FRAGMENTO SELECCIONADO
▼
La idea de tomar fotos de su vivencia colegial dio vueltas en su cabeza durante los meses de vacaciones y, cuando llegó el día de comenzar su último año en el Liceo de Paraíso, en Cartago, se permitió soltarle la rienda a ese chispazo inicial.
Clic aquí, clic allá. Julián iba casi todos los días con la cámara en mano, capturando lo que encontraba. Poco a poco construyó un catálogo de imágenes que fijaban la esencia de su paso por quinto año de colegio. “Lo que me importaba era retratar la cotidianidad; buscaba momentos importantes, pero sin forzarlos: yo nada más dejaba que sucedieran”, recuerda.
Lleva 18 años sobre sus hombros, estudiante de primer ingreso en la Universidad Nacional, novato en la carrera de Arte y Comunicación Visual. Realizó Quinto , su proyecto fotográfico, cuando todavía ni siquiera tenía edad legal para votar. Julián es un novel experto en la nostalgia.
Cápsula del tiempo
En el 2011, Torres tenía 14 años y descubrió su interés en la fotografía. Un amigo suyo publicó una imagen en Facebook, llena de colores que nunca antes había notado. Aquella vista se robó su atención y, hasta ahora, no se la ha devuelto. Julián preguntó a su amigo cómo lo había logrado. Este le comentó sobre su cámara, una Holga, particular marca de cámaras de formato medio conocidas por su baja fidelidad y su estética plástica.
“Busqué una en Internet y me sorprendió lo accesible que era el precio”, dice el muchacho. Más tarde, un tío que visitaba el país le dijo que tenía una cámara sin usar en la casa de sus abuelos. La buscaron, la encontraron, la limpiaron y, desde entonces, Julián no paró nunca de tomar fotografías.
▲
REGISTROS PROPORCIONADOS
▼
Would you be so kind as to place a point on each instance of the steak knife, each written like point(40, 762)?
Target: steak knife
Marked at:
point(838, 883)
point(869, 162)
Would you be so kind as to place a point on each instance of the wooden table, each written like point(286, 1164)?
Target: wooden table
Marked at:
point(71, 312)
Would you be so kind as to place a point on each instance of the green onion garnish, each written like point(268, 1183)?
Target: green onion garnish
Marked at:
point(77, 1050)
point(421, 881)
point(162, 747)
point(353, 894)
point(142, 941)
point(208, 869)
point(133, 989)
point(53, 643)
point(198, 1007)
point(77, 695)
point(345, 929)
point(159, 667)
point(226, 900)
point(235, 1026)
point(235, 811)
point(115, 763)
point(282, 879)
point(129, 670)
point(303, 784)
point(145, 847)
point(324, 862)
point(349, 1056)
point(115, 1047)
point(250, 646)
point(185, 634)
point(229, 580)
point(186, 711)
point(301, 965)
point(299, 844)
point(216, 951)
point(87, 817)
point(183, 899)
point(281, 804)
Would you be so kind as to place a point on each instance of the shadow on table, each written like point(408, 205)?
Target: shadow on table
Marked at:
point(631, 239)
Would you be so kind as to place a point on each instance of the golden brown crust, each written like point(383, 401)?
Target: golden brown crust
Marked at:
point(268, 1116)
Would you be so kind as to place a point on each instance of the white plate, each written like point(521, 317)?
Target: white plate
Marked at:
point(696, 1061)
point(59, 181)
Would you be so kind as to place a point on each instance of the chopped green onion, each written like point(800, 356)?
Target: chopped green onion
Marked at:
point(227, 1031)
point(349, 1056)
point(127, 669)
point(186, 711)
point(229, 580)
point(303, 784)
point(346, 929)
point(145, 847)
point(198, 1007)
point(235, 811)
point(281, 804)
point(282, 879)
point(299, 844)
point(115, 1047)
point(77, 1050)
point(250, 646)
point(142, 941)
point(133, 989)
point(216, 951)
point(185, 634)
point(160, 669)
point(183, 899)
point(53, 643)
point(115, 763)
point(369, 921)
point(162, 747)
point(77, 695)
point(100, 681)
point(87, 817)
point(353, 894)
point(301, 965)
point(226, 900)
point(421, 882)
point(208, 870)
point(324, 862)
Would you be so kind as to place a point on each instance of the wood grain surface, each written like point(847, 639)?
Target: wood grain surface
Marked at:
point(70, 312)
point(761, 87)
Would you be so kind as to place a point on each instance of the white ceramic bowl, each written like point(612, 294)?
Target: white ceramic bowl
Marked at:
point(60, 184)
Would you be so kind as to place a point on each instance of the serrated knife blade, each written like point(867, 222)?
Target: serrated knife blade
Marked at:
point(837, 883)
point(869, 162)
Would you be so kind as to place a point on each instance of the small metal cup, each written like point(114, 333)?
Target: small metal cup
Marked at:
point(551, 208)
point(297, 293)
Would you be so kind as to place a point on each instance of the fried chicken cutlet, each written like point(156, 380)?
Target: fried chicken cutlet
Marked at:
▲
APLICA LO LEÍDO
[1] Según el fragmento sobre el proyecto fotográfico de Julián, ¿por qué buscaba momentos importantes sin forzarlos? Responde en una a tres oraciones.
[2] Reproduce sin cambios el pasaje del fragmento sobre el proyecto fotográfico de Julián que empieza con «Cápsula del tiempo» y sigue hasta «de tomar fotografías.».
Los registros proceden de una fuente distinta.

RESPUESTAS
[1] Porque lo que le importaba era retratar la cotidianidad, así que solo dejaba que los momentos sucedieran.

[2]
Cápsula del tiempo
En el 2011, Torres tenía 14 años y descubrió su interés en la fotografía. Un amigo suyo publicó una imagen en Facebook, llena de colores que nunca antes había notado. Aquella vista se robó su atención y, hasta ahora, no se la ha devuelto. Julián preguntó a su amigo cómo lo había logrado. Este le comentó sobre su cámara, una Holga, particular marca de cámaras de formato medio conocidas por su baja fidelidad y su estética plástica.
“Busqué una en Internet y me sorprendió lo accesible que era el precio”, dice el muchacho. Más tarde, un tío que visitaba el país le dijo que tenía una cámara sin usar en la casa de sus abuelos. La buscaron, la encontraron, la limpiaron y, desde entonces, Julián no paró nunca de tomar fotografías.